**Supplied passage**
Author(s) |
Tamás
Gröbler, Gábor Hodász, Balázs Kis
MorphoLogic
, Orbánhegyi
út 5. H-1126 Budapest,
Hungary
, {grobler;hodasz;kis}@morphologic.hu
|
Abstract |
This
paper discusses the aspects of bi-lingual resource processing within a
rule-based translation memory (TM) system currently being
developed.
Translation memories can be viewed as translation tools incorporating
parallel corpora, mainly aligned at the sentence
level.
Usually, these corpora have no linguistic annotation, as commercial TM
systems perform queries at the character level, using
fuzzy
matches.
The
proposed translation memory system uses linguistic analysis (morphology
and parsing) to determine similarity between two
source-language
segments, and attempts to assemble a sensible translation using
translations of source-language chunks if the entire
source
segment was not found. This is achieved by integrating a rule-based
machine translation (RBMT) engine. The drawback of this
approach
is language-dependence; however, proper grammar acquisition methods are
being developed to speed up grammar preparation
for
further language pairs.

**Tasks**
A) In the translation memory abstract, at what level do commercial TM systems perform their queries?
B) Carry on the translation memory abstract from the point where it stops.

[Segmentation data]
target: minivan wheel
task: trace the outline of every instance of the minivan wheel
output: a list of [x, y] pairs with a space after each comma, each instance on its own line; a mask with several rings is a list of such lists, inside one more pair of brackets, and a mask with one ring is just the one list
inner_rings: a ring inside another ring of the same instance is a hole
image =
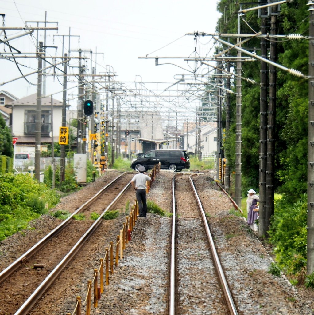
[[175, 164], [170, 164], [169, 165], [169, 169], [172, 172], [175, 172], [177, 170], [177, 166]]
[[136, 171], [136, 172], [139, 172], [140, 171], [139, 170], [139, 168], [140, 166], [141, 166], [142, 165], [141, 164], [136, 164], [136, 165], [135, 165], [135, 167], [134, 168], [134, 169]]

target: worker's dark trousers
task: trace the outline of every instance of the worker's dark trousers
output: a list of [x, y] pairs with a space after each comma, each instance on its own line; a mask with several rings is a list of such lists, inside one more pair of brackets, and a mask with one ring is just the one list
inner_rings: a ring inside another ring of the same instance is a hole
[[146, 203], [146, 190], [137, 189], [136, 190], [136, 200], [139, 204], [139, 216], [146, 216], [147, 204]]

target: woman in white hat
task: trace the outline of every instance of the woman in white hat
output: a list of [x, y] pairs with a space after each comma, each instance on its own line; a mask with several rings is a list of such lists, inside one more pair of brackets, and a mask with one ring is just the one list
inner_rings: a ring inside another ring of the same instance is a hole
[[246, 211], [247, 212], [247, 224], [253, 231], [257, 230], [257, 226], [255, 221], [257, 218], [258, 213], [254, 209], [257, 207], [256, 205], [259, 200], [258, 196], [254, 189], [250, 189], [247, 192], [246, 199]]

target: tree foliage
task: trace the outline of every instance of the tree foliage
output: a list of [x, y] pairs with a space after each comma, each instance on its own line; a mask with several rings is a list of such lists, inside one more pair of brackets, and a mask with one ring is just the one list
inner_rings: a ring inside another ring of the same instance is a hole
[[6, 125], [4, 119], [0, 115], [0, 155], [12, 158], [14, 154], [11, 132]]

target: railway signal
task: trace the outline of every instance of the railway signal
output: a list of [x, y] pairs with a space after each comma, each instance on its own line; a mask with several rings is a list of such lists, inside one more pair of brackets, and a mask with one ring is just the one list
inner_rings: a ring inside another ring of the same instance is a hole
[[88, 100], [84, 103], [84, 113], [86, 116], [91, 116], [93, 113], [92, 101]]

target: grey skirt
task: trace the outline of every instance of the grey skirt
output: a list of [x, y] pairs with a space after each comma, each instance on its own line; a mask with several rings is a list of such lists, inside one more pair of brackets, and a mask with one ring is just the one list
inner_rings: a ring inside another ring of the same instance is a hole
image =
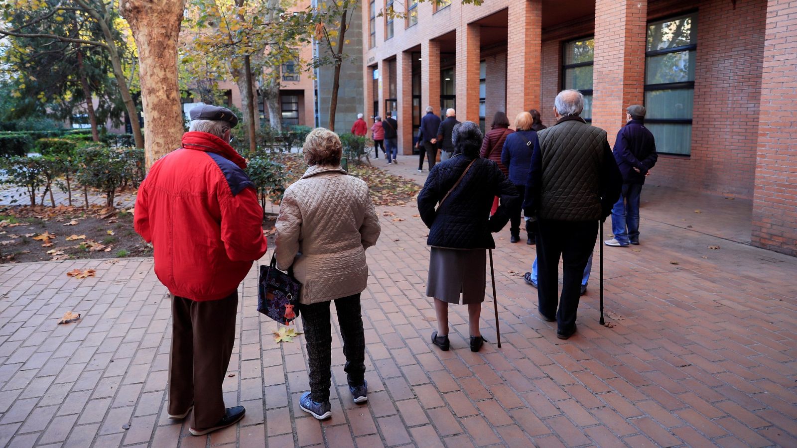
[[486, 249], [431, 249], [427, 296], [450, 304], [460, 303], [460, 293], [463, 305], [485, 301]]

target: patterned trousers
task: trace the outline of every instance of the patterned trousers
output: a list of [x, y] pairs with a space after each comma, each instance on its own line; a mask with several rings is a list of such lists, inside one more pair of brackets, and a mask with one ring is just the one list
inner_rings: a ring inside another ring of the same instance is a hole
[[[360, 386], [365, 380], [365, 334], [360, 315], [359, 293], [336, 299], [338, 324], [344, 340], [344, 369], [349, 386]], [[312, 401], [329, 400], [332, 386], [332, 328], [329, 302], [299, 305], [304, 327], [304, 340], [310, 365], [310, 392]]]

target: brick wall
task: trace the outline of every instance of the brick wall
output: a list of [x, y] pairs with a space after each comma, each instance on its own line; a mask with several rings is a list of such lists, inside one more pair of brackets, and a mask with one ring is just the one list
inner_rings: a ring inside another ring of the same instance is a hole
[[752, 210], [756, 246], [797, 255], [797, 2], [769, 0]]

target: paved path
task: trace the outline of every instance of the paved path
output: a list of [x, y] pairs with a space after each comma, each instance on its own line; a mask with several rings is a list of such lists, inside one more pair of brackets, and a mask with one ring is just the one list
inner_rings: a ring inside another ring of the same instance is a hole
[[[622, 319], [599, 324], [594, 277], [567, 341], [520, 277], [533, 246], [497, 234], [503, 344], [478, 354], [461, 306], [452, 350], [430, 347], [426, 230], [414, 204], [380, 208], [395, 216], [368, 251], [368, 404], [351, 402], [335, 326], [333, 416], [299, 410], [304, 340], [274, 344], [253, 269], [225, 383], [247, 414], [199, 438], [166, 419], [170, 304], [151, 259], [0, 265], [0, 446], [797, 446], [797, 259], [736, 242], [743, 201], [701, 198], [643, 192], [642, 246], [605, 251], [607, 310]], [[82, 320], [57, 325], [70, 310]], [[494, 342], [492, 297], [483, 310]]]

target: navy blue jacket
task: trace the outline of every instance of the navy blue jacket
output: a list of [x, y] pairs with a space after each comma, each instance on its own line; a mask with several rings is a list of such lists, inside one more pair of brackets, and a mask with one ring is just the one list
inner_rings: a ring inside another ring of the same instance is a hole
[[509, 170], [509, 180], [515, 185], [526, 185], [535, 149], [540, 149], [540, 140], [534, 131], [517, 131], [507, 136], [501, 163]]
[[[476, 161], [446, 202], [434, 210], [474, 156], [455, 155], [434, 165], [429, 171], [423, 190], [418, 195], [418, 211], [429, 227], [426, 244], [450, 249], [493, 249], [490, 232], [501, 230], [509, 221], [510, 210], [520, 198], [515, 186], [489, 159], [476, 156]], [[501, 198], [492, 217], [493, 199]]]
[[[642, 120], [632, 120], [617, 133], [614, 160], [622, 183], [645, 183], [645, 175], [656, 164], [656, 142]], [[638, 168], [637, 172], [634, 168]]]
[[438, 136], [438, 128], [440, 128], [440, 117], [434, 112], [426, 112], [421, 119], [421, 128], [418, 130], [418, 141], [421, 144]]

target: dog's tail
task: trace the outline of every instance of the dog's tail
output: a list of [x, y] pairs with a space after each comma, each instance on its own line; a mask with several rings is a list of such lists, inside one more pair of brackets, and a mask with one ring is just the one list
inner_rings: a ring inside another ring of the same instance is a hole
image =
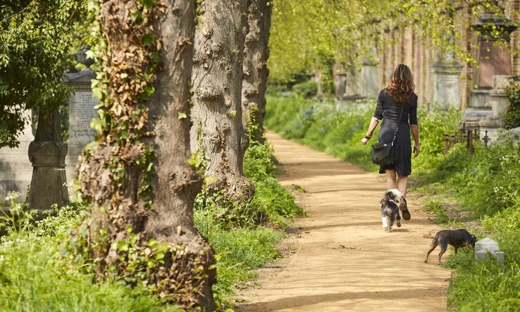
[[437, 245], [439, 243], [439, 236], [440, 236], [440, 231], [435, 234], [433, 237], [433, 240], [431, 241], [431, 245]]
[[385, 201], [387, 205], [390, 205], [390, 201], [393, 202], [394, 204], [398, 205], [397, 202], [401, 199], [401, 192], [397, 189], [393, 189], [385, 192], [383, 196], [383, 200]]

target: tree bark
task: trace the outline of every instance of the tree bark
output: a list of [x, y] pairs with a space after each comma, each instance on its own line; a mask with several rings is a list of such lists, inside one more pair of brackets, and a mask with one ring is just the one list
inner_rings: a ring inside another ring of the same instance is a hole
[[223, 190], [243, 202], [254, 193], [243, 171], [248, 145], [241, 120], [248, 0], [205, 0], [202, 8], [193, 57], [191, 151], [205, 156], [210, 191]]
[[[110, 125], [78, 166], [92, 204], [89, 257], [101, 275], [115, 270], [185, 309], [214, 311], [213, 252], [193, 218], [202, 179], [188, 163], [195, 1], [100, 2], [107, 42], [101, 116]], [[139, 100], [150, 87], [151, 97]]]
[[244, 49], [244, 78], [242, 81], [242, 123], [248, 126], [249, 119], [254, 118], [258, 125], [252, 137], [263, 143], [263, 118], [266, 116], [266, 89], [269, 69], [269, 33], [271, 27], [272, 1], [251, 0], [248, 12], [249, 31], [245, 36]]

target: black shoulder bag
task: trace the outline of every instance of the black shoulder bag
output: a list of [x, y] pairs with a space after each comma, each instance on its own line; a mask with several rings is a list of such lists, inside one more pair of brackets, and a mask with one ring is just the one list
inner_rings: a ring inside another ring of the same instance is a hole
[[370, 155], [372, 156], [372, 162], [374, 164], [379, 166], [388, 166], [394, 163], [395, 160], [394, 159], [394, 141], [395, 141], [395, 137], [397, 135], [397, 130], [401, 123], [401, 117], [403, 116], [403, 110], [404, 110], [404, 104], [403, 104], [403, 108], [401, 110], [399, 120], [397, 121], [397, 127], [395, 128], [394, 139], [392, 140], [392, 143], [377, 142], [372, 145]]

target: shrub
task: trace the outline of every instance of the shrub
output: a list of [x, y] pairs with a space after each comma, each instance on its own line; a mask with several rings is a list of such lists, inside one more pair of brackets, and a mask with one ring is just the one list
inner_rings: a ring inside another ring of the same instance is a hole
[[510, 104], [503, 113], [503, 124], [507, 129], [520, 127], [520, 83], [511, 81], [505, 89]]
[[304, 98], [311, 98], [318, 94], [318, 84], [310, 80], [297, 83], [293, 86], [293, 92]]

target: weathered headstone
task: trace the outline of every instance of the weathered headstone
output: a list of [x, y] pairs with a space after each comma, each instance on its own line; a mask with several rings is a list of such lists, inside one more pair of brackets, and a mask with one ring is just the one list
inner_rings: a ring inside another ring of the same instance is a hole
[[62, 207], [69, 202], [65, 177], [67, 146], [61, 131], [58, 110], [46, 116], [40, 114], [35, 139], [28, 149], [33, 163], [28, 200], [31, 209], [41, 211], [51, 209], [54, 204]]
[[[493, 27], [490, 27], [492, 25]], [[517, 29], [513, 21], [506, 15], [495, 15], [484, 14], [479, 21], [471, 25], [478, 31], [478, 58], [477, 69], [474, 72], [473, 83], [477, 89], [469, 94], [469, 107], [466, 110], [466, 124], [470, 128], [477, 128], [481, 119], [491, 115], [486, 104], [492, 101], [490, 90], [492, 87], [493, 76], [511, 75], [511, 55], [505, 49], [496, 44], [499, 40], [510, 42], [510, 33]], [[496, 33], [499, 33], [496, 36]]]
[[33, 167], [27, 156], [29, 144], [34, 139], [31, 111], [26, 111], [24, 116], [27, 123], [18, 138], [18, 147], [0, 148], [0, 200], [5, 199], [8, 192], [15, 191], [21, 194], [18, 202], [24, 202], [31, 184]]
[[433, 98], [442, 107], [460, 108], [460, 73], [463, 66], [449, 53], [439, 58], [432, 65]]
[[378, 85], [377, 60], [371, 61], [365, 58], [361, 66], [361, 86], [360, 94], [361, 96], [377, 98], [379, 95]]
[[65, 159], [68, 181], [76, 178], [78, 157], [96, 135], [96, 130], [90, 128], [92, 119], [98, 118], [94, 107], [99, 104], [99, 101], [92, 98], [91, 88], [91, 80], [96, 78], [96, 73], [89, 67], [92, 60], [86, 59], [85, 53], [84, 51], [78, 53], [78, 60], [87, 65], [87, 68], [79, 73], [67, 73], [64, 78], [65, 83], [74, 89], [69, 101], [69, 153]]
[[509, 85], [510, 76], [498, 75], [493, 76], [493, 89], [489, 90], [491, 98], [491, 114], [480, 120], [480, 136], [484, 137], [487, 134], [490, 143], [494, 143], [500, 137], [499, 129], [503, 126], [503, 114], [509, 105], [509, 98], [505, 88]]
[[498, 242], [487, 237], [475, 243], [475, 260], [487, 260], [489, 254], [499, 263], [503, 263], [504, 252], [500, 251]]
[[361, 96], [377, 98], [379, 95], [379, 85], [377, 66], [379, 59], [377, 57], [377, 50], [372, 46], [368, 57], [363, 58], [360, 73], [361, 85], [360, 94]]

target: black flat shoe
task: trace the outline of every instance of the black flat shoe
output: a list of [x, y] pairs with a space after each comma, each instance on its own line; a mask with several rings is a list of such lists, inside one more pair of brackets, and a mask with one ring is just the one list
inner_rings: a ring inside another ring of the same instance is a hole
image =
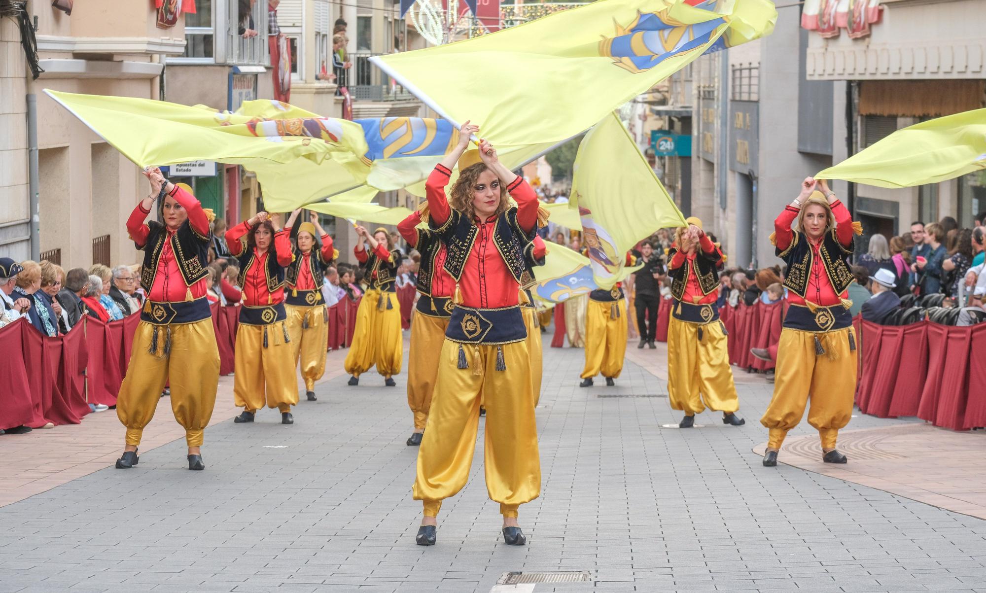
[[128, 470], [137, 465], [137, 451], [124, 451], [123, 456], [116, 460], [116, 469]]
[[524, 546], [528, 543], [528, 538], [524, 537], [524, 532], [520, 527], [504, 527], [503, 541], [508, 546]]
[[418, 535], [414, 538], [415, 543], [418, 546], [434, 546], [435, 529], [434, 525], [422, 525], [418, 527]]
[[825, 453], [821, 457], [821, 460], [825, 463], [845, 463], [849, 461], [849, 459], [840, 453], [838, 449], [832, 449], [831, 451]]

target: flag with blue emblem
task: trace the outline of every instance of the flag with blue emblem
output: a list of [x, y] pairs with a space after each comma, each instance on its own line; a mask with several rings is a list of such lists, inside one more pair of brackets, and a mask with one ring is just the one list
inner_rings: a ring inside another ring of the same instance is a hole
[[605, 0], [371, 61], [503, 152], [576, 136], [703, 53], [769, 34], [776, 20], [770, 0]]

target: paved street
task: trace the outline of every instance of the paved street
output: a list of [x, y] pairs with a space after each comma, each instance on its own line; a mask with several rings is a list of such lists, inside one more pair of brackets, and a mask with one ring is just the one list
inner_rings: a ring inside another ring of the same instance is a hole
[[[642, 363], [628, 361], [616, 387], [580, 389], [582, 351], [545, 349], [543, 488], [521, 508], [527, 547], [503, 543], [481, 435], [469, 484], [443, 506], [438, 545], [415, 546], [406, 374], [396, 388], [334, 376], [317, 403], [298, 406], [294, 426], [266, 411], [254, 425], [209, 428], [205, 472], [184, 469], [179, 439], [142, 451], [132, 471], [100, 470], [0, 507], [0, 592], [986, 591], [986, 521], [761, 467], [766, 382], [738, 372], [745, 427], [707, 413], [696, 429], [661, 428], [679, 419], [664, 352], [634, 349]], [[165, 410], [155, 423], [174, 423]], [[856, 417], [850, 428], [909, 422]], [[808, 434], [803, 425], [792, 438]], [[0, 454], [11, 438], [0, 437]], [[534, 571], [591, 580], [497, 587], [505, 573]]]

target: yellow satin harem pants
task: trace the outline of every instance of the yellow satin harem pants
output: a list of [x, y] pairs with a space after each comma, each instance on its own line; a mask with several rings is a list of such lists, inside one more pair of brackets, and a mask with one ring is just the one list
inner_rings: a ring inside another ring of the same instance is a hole
[[586, 366], [582, 378], [595, 377], [600, 371], [604, 377], [615, 379], [619, 376], [626, 356], [627, 327], [625, 300], [589, 300], [586, 309]]
[[[853, 417], [858, 352], [852, 327], [827, 333], [781, 330], [774, 370], [774, 397], [760, 419], [770, 428], [767, 446], [780, 449], [788, 430], [801, 422], [809, 398], [808, 424], [818, 430], [823, 449], [834, 449], [839, 428]], [[850, 338], [852, 334], [852, 338]], [[815, 354], [814, 337], [825, 351]]]
[[298, 403], [294, 361], [286, 321], [241, 323], [234, 360], [234, 405], [251, 414], [264, 404], [282, 413], [291, 412], [291, 406]]
[[671, 315], [668, 326], [668, 396], [671, 410], [682, 410], [686, 416], [701, 414], [706, 408], [730, 413], [740, 409], [721, 321], [699, 325]]
[[479, 427], [479, 394], [486, 395], [483, 444], [486, 492], [500, 512], [516, 517], [518, 506], [537, 497], [541, 464], [525, 342], [504, 344], [506, 370], [496, 369], [497, 347], [463, 344], [468, 368], [458, 368], [458, 344], [446, 340], [428, 427], [418, 451], [414, 499], [424, 514], [438, 516], [442, 499], [462, 490], [469, 477]]
[[524, 325], [528, 328], [528, 355], [530, 357], [530, 392], [534, 394], [534, 407], [541, 399], [541, 324], [537, 321], [537, 309], [522, 307]]
[[212, 319], [157, 327], [158, 348], [151, 353], [155, 325], [146, 321], [137, 325], [130, 364], [116, 398], [116, 418], [126, 427], [126, 444], [140, 444], [144, 427], [154, 418], [165, 384], [170, 383], [172, 412], [185, 429], [185, 442], [201, 446], [219, 386], [219, 348]]
[[433, 317], [415, 309], [407, 362], [407, 406], [414, 414], [414, 429], [424, 430], [438, 376], [436, 353], [445, 344], [448, 317]]
[[353, 344], [343, 363], [346, 372], [358, 377], [376, 364], [377, 372], [385, 377], [393, 376], [400, 372], [403, 356], [404, 337], [400, 333], [397, 295], [367, 291], [356, 311]]
[[305, 390], [314, 391], [315, 382], [325, 374], [325, 353], [328, 348], [328, 324], [325, 305], [284, 305], [288, 314], [288, 333], [295, 355], [295, 366], [302, 364]]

**Task-by-task results**
A) Commercial TM systems perform queries at the character level, using fuzzy matches.

B)
This
paper addresses the problem of adding sufficient linguistic annotation
to segment pairs – translation units (TU) – for new segment
pairs
to integrate with the RBMT scheme. This should be fully automatic
because adding a new translation unit to a translation memory
must
be transparent, without requiring user reaction. The paper discusses a
robust enough method to obtain as much linguistic annotation
as
possible, while keeping the error rate low.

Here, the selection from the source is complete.